[Written problem] Arrange the lines below as a numbered list, leaving out any blank lines, beginning with the line that contains "Whereabouts is the pollen" and continuing through the line that contains "0,0 -> 240,161".

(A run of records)
★ ★ ★ ★ ★

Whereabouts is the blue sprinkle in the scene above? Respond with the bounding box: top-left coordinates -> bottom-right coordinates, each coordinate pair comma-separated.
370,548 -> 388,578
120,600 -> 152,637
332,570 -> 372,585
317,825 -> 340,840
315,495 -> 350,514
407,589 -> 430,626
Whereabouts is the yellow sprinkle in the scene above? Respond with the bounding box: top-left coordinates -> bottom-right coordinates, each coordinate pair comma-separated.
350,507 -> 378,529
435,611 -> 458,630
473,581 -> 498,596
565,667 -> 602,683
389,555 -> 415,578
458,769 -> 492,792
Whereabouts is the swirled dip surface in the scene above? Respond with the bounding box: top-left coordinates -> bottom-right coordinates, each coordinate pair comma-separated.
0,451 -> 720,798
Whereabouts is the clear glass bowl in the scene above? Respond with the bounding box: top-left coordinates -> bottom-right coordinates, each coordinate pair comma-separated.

★ ★ ★ ★ ★

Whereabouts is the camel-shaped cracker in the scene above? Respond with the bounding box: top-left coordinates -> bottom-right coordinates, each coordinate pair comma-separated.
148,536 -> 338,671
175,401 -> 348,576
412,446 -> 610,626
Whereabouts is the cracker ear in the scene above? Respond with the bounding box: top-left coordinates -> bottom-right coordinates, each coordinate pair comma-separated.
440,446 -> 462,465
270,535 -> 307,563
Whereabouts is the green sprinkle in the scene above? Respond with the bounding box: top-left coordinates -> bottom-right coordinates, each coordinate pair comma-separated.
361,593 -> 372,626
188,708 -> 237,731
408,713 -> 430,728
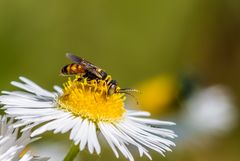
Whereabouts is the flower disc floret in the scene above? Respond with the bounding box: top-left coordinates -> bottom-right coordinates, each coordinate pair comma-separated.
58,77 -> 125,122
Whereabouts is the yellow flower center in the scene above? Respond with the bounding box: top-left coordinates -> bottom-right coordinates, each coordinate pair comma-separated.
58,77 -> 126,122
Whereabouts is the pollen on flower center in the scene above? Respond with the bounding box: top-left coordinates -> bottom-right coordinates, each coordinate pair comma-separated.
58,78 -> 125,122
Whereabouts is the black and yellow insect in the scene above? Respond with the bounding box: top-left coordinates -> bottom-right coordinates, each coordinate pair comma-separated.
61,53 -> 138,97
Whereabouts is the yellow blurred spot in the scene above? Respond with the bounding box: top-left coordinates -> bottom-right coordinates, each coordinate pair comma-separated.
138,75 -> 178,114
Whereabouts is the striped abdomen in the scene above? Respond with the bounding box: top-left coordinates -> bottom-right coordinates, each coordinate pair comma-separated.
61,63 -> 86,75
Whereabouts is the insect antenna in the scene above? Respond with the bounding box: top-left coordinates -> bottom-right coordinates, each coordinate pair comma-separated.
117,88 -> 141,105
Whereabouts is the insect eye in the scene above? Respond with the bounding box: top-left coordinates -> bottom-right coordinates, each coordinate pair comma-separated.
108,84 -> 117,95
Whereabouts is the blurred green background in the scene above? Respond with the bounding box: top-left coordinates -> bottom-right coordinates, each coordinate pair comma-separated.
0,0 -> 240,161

★ ★ ★ ★ ★

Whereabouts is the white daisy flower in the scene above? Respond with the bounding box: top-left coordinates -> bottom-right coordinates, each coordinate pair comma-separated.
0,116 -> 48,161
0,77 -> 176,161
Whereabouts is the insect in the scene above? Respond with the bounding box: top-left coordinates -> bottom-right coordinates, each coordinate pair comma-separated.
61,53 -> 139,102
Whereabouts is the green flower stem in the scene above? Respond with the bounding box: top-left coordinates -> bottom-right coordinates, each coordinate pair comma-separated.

★ ★ ★ ★ ★

[Exercise answer]
1. Whereabouts is the pollen on flower center in the scene above? Respond with the bounding box: top-left coordinates -> bottom-right coordinates, each coordinate pair comma-separated.
2. 58,78 -> 125,122
3. Whereabouts is the black and yellow insect in the scene above? Respond with the bounding box: top-left coordinates -> bottom-right coordinates, each coordinate pair comma-separated.
4. 61,53 -> 138,97
5. Whereabouts is the yellow blurred spot in the scene above? Respond with the bounding box: top-left coordinates -> bottom-right coordinates, each coordinate pair comma-separated.
6. 138,75 -> 178,114
7. Whereabouts is the striped abdomen in the scene above? Respond with the bounding box: top-left coordinates -> bottom-right coordinates, each coordinate pair comma-separated.
8. 61,63 -> 86,75
9. Whereabouts is the insect antenna in the scene above? Respond with the bounding box: top-left coordinates -> bottom-right coordinates, each coordinate pair comma-separated.
10. 117,88 -> 141,105
11. Whereabouts is the insect eye in the scene above? Respond with the bounding box: top-left coordinates -> bottom-right coordinates, each coordinate pair comma-separated.
12. 108,84 -> 117,95
13. Whereabouts is the blurred green background in the scene above? Respond with the bounding box: top-left coordinates -> bottom-right coordinates, each coordinate pair comma-separated.
14. 0,0 -> 240,161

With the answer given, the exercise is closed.